**Consignes**
**A)** Résumez en deux phrases l'article sur Édouard Philippe.
**B)** Dans l'article sur Édouard Philippe, reprenez le passage qui va de « Une rupture, mais » jusqu'à « maire du Havre. » en remplaçant « maire du Havre » par « édile du Havre ».

**Texte présenté**
===
Une rupture, mais quelle rupture ? Il est urgent d’attendre. Le mot est "bien trop sarkozyste", précise l’un des amis d’Edouard Philippe. Et puis, comme ont l’habitude d’indiquer ses proches, "Edouard n’est pas un héritier" ! Lui-même le fait volontiers : le président de la République l’a certes choisi comme Premier ministre ; il lui en sera "toujours reconnaissant". Mais il a commencé sa vie politique avant Emmanuel Macron, ne lui doit pas le début de sa carrière d’élu, ni sa réélection comme maire du Havre.
Voilà qui expliquerait cette petite voix dissonante, durant la campagne européenne. Lui qui jugeait "surprenant" un débat entre Marine Le Pen et le chef de l’Etat - dont l’idée avait été lancée par ce dernier. Lui qui préférait, au cœur de la crise néo-calédonienne, un accord entre loyalistes et indépendantistes sur la réforme du corps électoral plutôt que la convocation d’un congrès, brandie par Emmanuel Macron comme une menace. Les contempteurs de l’ex-Premier ministre entrevoient l’esquisse d’une sortie de bois ? Ses soutiens la promettent, après le 9 juin. Raté. Il demeurera maître du temps long, veut-il croire. Pas encore des horloges
Edouard Philippe fait un cauchemar : le 7 juillet prochain, il devient la grande victime de la défaite du bloc central ; son groupe Horizons, qui comptait 29 députés avant la dissolution, sort amoindri… Non ! Contrecarrer le mauvais présage. Prendre ses distances par à-coups. Un premier acte d’émancipation, au Journal Officiel, mardi 12 juin : le parti de l’édile du Havre s’extirpe de la bannière commune "Ensemble" qui regroupait aux dernières législatives de 2022 Renaissance, le Modem et Horizons. Les financements publics seront, après les élections, directement reversés à la formation politique. Des tracts et affiches aux couleurs de la formation philippiste, et le portrait de leur champion. Emmanuel Macron disparaît. On rassure les soutiens d’Edouard Philippe, qui s’inquiétaient du déficit d’organisation de la démarche.
Deuxième acte : ses ouailles renégocient à la hausse les termes de la coalition de 2022. Discussions tendues, mais Horizons obtient "un peu plus de 80 circonscriptions, contre 58 à l’époque. Presque autant que le Modem, qui en briguera 85 - 16 de moins qu’en 2022. "Le parti n’est plus le même qu’à l’époque", justifie un cadre de la formation. "J’ai l’impression qu’ils font cavaliers seuls", s’étonne le macroniste historique François Patriat. Hervé Marseille, sénateur et président de l’UDI, relativise : "Le vent souffle trop fort. Philippe, c’est l’indépendance dans l’interdépendance."
Edouard Philippe connaît ces fines marges qui subsistent entre le réel, le possible et le souhaitable ; trois ans, un mois et dix-huit jours à Matignon valent pour lui cure de lucidité. Mais pour le patron d’Horizons, présidentiable revendiqué, l’héritage offre surtout son lot de contraintes. Le réel a changé. Emmanuel Macron, en brusquant le temps politique, a contraint Philippe à revoir son calendrier. Le souhaitable est alors une fourmilière d’injonctions contradictoires : balayer quelques prudences, comme lui intiment certains de ses soutiens, quitte à apparaître comme un diviseur ? La politique, l’art du possible.
===
**Extrait de données**
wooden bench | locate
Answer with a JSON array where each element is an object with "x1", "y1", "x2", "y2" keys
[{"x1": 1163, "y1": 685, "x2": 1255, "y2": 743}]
===
**Réponses**
**A)** Édouard Philippe, qui rappelle ne pas devoir sa carrière d'élu à Emmanuel Macron, prend ses distances par étapes : Horizons quitte la bannière commune « Ensemble » et obtient un peu plus de 80 circonscriptions, contre 58 en 2022. Présidentiable revendiqué, il a dû revoir son calendrier parce qu'Emmanuel Macron a brusqué le temps politique, et il hésite entre balayer certaines prudences et le risque d'apparaître comme un diviseur.

**B)**
Une rupture, mais quelle rupture ? Il est urgent d’attendre. Le mot est "bien trop sarkozyste", précise l’un des amis d’Edouard Philippe. Et puis, comme ont l’habitude d’indiquer ses proches, "Edouard n’est pas un héritier" ! Lui-même le fait volontiers : le président de la République l’a certes choisi comme Premier ministre ; il lui en sera "toujours reconnaissant". Mais il a commencé sa vie politique avant Emmanuel Macron, ne lui doit pas le début de sa carrière d’élu, ni sa réélection comme édile du Havre.